■ Dataset rows

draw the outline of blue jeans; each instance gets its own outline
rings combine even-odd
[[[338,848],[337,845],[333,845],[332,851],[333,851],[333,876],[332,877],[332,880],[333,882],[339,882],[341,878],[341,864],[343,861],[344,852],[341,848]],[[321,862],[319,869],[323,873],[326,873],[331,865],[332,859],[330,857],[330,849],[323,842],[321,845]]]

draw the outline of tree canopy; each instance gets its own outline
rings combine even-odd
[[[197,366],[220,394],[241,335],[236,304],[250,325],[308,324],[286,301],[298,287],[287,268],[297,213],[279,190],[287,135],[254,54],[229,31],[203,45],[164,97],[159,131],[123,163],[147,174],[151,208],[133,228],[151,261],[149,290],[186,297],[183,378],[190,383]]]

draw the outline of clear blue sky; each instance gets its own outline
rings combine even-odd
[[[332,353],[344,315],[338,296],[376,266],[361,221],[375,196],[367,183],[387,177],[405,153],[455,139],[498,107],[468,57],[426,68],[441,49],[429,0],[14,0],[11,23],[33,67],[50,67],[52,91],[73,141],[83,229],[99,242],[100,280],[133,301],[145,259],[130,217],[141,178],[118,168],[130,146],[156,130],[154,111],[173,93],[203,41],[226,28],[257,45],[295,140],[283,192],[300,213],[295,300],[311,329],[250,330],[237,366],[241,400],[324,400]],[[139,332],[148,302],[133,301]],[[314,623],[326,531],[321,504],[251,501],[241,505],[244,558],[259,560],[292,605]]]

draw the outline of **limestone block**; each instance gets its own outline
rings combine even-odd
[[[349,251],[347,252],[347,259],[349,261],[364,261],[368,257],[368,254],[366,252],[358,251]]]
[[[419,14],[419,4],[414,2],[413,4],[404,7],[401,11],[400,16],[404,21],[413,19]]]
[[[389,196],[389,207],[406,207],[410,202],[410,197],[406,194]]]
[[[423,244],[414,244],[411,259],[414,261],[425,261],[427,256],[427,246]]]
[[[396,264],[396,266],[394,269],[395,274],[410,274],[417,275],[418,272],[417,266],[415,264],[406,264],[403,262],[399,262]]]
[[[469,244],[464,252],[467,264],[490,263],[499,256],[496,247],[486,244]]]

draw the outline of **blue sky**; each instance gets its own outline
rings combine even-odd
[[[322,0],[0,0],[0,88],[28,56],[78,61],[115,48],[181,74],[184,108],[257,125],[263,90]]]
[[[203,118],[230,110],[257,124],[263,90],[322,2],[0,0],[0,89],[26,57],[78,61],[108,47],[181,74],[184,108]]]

■ Task brief
Can you copy out every line of the data above, character for character, with nothing added or left out?

■ Exercise output
draw the outline of blue jeans; each instance gets its own outline
rings combine even-odd
[[[338,848],[337,845],[333,845],[332,851],[333,851],[333,876],[332,877],[332,880],[333,882],[339,882],[341,878],[341,864],[343,861],[344,852],[341,848]],[[321,862],[319,869],[323,873],[326,873],[331,865],[332,859],[330,857],[330,849],[323,842],[321,845]]]

draw the outline of tree canopy; each instance gets its own outline
rings combine even-odd
[[[197,366],[220,394],[241,335],[236,304],[250,325],[308,324],[286,301],[298,287],[287,268],[297,213],[279,190],[287,135],[254,54],[229,31],[203,45],[164,97],[159,131],[123,163],[147,174],[151,208],[133,228],[151,261],[149,290],[186,297],[183,378],[190,383]]]

draw the outline of clear blue sky; each instance gets its own outline
rings combine even-odd
[[[332,353],[344,315],[338,296],[376,266],[361,221],[375,196],[367,183],[387,177],[405,153],[455,139],[498,107],[468,57],[426,68],[441,49],[429,0],[14,0],[11,23],[33,67],[50,67],[52,91],[73,141],[83,229],[99,242],[100,280],[133,301],[145,259],[130,217],[141,178],[118,168],[130,146],[156,130],[154,111],[173,93],[203,41],[226,28],[257,45],[295,140],[283,192],[300,213],[295,300],[311,329],[250,330],[237,366],[241,400],[324,400]],[[139,332],[148,302],[133,301]],[[314,623],[326,531],[321,504],[251,501],[241,505],[244,558],[259,560],[292,605]]]

draw the outline of **limestone block**; each instance gets its own outline
rings combine even-odd
[[[349,251],[347,252],[347,259],[349,261],[364,261],[368,257],[368,254],[366,252],[358,251]]]
[[[419,14],[419,4],[414,2],[413,4],[404,7],[401,11],[400,16],[404,21],[413,19]]]
[[[389,196],[389,207],[406,207],[410,202],[410,197],[406,194]]]
[[[423,244],[414,244],[411,259],[414,261],[425,261],[427,256],[427,246]]]
[[[396,264],[396,266],[394,269],[395,274],[410,274],[417,275],[418,272],[417,266],[415,264],[406,264],[403,262],[399,262]]]
[[[469,244],[464,252],[467,264],[490,263],[499,256],[496,247],[486,244]]]

draw the outline of **blue sky**; each instance gets its own outline
rings combine even-odd
[[[322,0],[0,0],[0,88],[28,56],[78,61],[115,48],[181,74],[184,108],[257,125],[263,90]]]
[[[203,118],[230,110],[257,124],[263,90],[322,2],[0,0],[0,89],[26,57],[78,61],[108,47],[181,74],[184,108]]]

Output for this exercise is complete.